* **問題文**: 以下のエントリをすべて一字一句変えずに書き写すこと。画像は含めない。

[保存済みデータセット項目]

.....

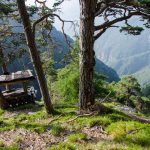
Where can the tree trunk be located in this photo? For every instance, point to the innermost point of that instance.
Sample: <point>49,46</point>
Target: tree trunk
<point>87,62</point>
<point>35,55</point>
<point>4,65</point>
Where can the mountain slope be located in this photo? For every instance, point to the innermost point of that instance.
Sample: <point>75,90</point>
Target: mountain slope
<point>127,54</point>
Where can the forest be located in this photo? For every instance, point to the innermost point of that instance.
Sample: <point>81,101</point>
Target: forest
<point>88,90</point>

.....

* **解答**:
Where can the tree trunk be located in this photo? For every instance, point to the innermost point of that instance.
Sample: <point>49,46</point>
Target: tree trunk
<point>87,62</point>
<point>35,55</point>
<point>4,65</point>
Where can the mountain slope be located in this photo? For every instance, point to the innermost point of that instance.
Sample: <point>75,90</point>
Target: mountain slope
<point>127,54</point>
Where can the forest be located in this photo? For every instance, point to the innermost point of that instance.
Sample: <point>81,101</point>
Target: forest
<point>88,90</point>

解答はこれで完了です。